[Raw records]
◆ ◆ ◆ ◆
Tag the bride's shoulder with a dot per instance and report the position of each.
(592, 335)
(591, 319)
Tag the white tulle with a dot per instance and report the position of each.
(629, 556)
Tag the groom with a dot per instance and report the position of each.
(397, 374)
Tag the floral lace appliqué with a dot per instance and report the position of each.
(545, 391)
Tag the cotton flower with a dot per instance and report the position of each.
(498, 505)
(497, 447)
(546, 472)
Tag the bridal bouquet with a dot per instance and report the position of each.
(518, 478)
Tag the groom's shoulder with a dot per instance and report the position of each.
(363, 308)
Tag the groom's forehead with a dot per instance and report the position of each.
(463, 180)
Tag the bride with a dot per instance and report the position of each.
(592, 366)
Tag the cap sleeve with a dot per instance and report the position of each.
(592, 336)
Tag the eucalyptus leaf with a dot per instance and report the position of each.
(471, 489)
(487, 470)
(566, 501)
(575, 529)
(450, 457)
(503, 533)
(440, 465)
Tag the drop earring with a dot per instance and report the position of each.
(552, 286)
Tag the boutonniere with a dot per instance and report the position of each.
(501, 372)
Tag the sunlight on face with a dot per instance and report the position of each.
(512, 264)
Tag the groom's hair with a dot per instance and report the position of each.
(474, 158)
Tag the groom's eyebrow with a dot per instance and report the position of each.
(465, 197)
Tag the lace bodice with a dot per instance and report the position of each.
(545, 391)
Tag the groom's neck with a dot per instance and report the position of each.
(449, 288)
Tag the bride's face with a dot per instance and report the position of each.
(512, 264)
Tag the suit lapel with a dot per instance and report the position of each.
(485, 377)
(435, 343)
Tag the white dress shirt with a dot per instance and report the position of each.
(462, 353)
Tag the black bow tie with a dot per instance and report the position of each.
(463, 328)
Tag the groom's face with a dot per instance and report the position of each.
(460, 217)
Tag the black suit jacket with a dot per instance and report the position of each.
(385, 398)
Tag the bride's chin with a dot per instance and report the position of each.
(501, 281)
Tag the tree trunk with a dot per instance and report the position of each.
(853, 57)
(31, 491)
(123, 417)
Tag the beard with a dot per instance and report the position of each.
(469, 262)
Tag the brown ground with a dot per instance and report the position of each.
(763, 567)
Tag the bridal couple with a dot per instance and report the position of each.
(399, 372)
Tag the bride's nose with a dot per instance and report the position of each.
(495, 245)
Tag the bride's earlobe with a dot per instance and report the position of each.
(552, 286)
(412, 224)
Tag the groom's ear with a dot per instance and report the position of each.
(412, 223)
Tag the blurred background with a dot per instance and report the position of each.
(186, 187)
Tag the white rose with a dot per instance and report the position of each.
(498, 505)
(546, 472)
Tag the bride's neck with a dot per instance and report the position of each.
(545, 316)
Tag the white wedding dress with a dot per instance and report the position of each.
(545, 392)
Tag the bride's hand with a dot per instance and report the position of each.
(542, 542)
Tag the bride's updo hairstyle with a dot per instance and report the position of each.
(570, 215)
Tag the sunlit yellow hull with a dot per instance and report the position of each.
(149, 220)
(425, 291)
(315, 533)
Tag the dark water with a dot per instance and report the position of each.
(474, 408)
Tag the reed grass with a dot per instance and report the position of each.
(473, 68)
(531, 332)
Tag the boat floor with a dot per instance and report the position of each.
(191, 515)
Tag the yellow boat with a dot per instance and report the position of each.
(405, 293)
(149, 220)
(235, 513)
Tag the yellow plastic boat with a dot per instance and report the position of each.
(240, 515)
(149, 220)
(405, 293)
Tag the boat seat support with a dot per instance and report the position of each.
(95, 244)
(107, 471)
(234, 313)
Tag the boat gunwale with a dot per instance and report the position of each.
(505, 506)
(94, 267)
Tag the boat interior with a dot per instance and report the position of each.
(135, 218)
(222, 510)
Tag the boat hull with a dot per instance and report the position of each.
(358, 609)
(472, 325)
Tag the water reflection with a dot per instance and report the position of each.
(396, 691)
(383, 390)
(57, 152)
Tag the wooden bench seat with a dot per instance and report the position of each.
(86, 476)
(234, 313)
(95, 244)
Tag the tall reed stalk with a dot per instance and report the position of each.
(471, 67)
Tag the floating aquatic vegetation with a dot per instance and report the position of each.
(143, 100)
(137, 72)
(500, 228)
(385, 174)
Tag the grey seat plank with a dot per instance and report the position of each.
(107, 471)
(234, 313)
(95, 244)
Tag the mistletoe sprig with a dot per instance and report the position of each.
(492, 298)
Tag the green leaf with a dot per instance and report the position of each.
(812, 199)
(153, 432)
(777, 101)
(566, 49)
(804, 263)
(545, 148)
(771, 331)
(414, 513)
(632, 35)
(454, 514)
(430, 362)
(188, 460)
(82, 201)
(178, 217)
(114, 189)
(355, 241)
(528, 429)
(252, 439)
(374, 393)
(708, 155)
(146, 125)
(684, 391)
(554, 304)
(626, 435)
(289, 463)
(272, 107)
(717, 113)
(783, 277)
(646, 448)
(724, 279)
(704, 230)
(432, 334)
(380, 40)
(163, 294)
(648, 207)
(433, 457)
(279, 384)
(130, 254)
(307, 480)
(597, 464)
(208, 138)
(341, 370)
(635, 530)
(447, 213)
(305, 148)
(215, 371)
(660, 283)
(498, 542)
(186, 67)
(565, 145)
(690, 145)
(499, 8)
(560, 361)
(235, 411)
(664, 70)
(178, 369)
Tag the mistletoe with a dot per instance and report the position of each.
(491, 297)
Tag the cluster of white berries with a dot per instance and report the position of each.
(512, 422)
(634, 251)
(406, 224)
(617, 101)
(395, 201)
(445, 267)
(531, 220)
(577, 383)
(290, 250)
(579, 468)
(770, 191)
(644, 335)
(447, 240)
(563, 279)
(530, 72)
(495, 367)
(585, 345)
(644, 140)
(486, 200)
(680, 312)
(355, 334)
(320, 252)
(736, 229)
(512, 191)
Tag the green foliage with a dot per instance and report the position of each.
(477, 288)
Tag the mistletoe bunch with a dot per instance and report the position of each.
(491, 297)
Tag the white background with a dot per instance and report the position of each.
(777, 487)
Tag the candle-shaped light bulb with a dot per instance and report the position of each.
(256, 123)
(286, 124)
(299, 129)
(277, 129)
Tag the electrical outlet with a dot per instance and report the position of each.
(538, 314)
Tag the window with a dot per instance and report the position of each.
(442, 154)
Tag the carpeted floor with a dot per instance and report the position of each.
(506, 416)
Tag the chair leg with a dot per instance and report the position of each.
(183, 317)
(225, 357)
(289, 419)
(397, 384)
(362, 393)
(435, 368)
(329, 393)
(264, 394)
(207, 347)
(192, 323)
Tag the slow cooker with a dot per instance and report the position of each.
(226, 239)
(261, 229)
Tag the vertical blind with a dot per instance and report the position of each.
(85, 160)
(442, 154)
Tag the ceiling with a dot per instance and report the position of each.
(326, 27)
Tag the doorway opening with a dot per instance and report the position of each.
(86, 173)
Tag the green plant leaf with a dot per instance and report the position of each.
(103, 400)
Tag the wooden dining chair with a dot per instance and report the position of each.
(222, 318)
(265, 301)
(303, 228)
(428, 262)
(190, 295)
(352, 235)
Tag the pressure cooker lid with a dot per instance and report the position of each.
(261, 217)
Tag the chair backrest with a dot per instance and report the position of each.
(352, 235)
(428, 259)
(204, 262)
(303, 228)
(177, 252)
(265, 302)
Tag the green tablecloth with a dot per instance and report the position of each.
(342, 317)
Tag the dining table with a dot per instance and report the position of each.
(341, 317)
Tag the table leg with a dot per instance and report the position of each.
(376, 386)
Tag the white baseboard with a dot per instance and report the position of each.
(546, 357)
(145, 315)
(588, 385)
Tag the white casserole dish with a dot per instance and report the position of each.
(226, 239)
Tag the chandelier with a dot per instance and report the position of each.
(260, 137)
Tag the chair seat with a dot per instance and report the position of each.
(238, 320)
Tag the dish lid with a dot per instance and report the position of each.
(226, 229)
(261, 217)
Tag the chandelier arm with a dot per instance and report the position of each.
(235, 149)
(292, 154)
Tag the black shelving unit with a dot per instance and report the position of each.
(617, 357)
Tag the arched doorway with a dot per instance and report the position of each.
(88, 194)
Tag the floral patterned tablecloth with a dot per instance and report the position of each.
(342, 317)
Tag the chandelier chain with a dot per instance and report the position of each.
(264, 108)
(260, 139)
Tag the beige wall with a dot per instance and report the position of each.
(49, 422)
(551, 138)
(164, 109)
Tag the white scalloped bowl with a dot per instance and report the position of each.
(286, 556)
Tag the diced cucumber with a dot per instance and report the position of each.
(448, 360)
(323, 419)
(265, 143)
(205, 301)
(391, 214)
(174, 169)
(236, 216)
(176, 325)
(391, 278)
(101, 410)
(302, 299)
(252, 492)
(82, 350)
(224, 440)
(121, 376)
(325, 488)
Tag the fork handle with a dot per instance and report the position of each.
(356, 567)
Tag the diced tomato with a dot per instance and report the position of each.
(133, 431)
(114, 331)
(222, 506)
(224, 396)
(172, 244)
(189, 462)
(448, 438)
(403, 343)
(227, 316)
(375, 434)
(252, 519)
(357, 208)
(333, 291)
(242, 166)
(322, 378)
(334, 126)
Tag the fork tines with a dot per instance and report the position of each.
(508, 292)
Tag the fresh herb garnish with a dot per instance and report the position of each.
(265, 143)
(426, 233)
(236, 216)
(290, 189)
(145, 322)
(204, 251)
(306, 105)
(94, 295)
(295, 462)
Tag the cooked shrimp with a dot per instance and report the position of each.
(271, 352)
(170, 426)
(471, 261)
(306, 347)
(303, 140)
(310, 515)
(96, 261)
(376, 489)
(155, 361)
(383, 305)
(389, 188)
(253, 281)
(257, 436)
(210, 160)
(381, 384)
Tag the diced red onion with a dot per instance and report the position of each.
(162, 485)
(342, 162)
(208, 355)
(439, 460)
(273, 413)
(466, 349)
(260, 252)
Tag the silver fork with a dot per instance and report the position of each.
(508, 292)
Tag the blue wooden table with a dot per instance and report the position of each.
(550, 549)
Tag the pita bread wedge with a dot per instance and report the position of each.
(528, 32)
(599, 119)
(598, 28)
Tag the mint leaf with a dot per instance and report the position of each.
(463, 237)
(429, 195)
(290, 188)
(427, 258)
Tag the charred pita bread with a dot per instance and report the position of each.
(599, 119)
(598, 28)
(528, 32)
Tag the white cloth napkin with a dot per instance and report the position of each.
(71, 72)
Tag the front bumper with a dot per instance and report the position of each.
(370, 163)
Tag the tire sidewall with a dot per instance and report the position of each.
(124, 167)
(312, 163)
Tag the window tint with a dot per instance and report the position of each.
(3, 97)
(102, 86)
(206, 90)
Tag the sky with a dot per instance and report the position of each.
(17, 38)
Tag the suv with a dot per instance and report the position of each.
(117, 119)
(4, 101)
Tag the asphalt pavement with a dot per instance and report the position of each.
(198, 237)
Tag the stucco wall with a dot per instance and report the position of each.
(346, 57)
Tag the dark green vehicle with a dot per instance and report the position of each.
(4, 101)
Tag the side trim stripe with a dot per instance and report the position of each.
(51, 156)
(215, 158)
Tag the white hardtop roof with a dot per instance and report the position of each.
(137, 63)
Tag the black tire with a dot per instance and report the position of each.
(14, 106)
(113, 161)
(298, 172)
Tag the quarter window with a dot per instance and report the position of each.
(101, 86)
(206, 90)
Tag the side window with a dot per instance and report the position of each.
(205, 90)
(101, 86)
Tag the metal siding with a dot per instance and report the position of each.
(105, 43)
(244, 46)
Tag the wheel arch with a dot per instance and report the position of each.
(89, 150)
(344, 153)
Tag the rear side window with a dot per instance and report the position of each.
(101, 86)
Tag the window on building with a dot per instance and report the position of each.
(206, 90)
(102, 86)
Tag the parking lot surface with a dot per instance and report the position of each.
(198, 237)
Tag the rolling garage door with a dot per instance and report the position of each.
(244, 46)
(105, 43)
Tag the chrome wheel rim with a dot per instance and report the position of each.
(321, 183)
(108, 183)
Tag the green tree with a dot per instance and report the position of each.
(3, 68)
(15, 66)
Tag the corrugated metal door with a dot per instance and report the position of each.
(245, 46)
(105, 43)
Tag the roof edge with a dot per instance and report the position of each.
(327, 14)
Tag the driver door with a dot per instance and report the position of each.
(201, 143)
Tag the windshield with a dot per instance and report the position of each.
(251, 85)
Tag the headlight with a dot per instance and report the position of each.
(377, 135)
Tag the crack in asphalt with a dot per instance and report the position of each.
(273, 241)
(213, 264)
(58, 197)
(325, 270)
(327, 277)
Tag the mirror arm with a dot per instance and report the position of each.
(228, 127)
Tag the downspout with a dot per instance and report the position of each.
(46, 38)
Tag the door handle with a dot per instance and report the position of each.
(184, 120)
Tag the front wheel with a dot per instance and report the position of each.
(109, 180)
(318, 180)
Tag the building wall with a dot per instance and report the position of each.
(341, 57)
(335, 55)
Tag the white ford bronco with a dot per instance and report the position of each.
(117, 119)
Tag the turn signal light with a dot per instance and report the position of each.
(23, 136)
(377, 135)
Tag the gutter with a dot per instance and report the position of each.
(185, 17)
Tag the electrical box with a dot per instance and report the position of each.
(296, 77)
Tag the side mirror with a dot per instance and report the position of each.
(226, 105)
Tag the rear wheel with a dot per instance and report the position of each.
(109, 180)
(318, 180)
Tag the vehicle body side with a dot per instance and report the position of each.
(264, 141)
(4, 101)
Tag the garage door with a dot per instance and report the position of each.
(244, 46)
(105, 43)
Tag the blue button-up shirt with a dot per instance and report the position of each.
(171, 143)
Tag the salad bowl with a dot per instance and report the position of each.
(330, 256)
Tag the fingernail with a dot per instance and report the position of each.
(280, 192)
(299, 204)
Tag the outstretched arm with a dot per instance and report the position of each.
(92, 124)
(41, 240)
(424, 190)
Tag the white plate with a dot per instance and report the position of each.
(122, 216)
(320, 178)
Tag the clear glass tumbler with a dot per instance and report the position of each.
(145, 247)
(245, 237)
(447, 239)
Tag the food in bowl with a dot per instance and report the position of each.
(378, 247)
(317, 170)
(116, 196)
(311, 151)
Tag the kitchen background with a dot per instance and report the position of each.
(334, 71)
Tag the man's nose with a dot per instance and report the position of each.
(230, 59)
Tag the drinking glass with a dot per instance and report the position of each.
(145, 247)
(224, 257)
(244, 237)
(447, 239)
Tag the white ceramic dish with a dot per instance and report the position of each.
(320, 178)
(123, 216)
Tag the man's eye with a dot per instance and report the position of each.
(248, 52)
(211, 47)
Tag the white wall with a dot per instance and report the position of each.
◆ ◆ ◆ ◆
SET EXERCISE:
Make an exact copy of every line from the one with "Tag the food" to the end of the data, with the first and last of those lines included.

CORRECT RESULT:
Tag the food in bowl with a dot per instance and report the position of each.
(378, 247)
(317, 170)
(116, 196)
(311, 151)
Tag the kitchen background with a dot per instance and report the position of each.
(334, 71)
Tag the man's nose with a dot per instance and report the position of each.
(230, 59)
Tag the drinking glass with a dot per instance and report the position of each.
(145, 247)
(224, 257)
(244, 237)
(447, 239)
Tag the white ceramic dish with a dot per instance and report the position of each.
(320, 178)
(123, 216)
Tag the man's eye with a dot per instance and report the position of each.
(248, 52)
(211, 47)
Tag the white wall with a dot per instance and report the position of each.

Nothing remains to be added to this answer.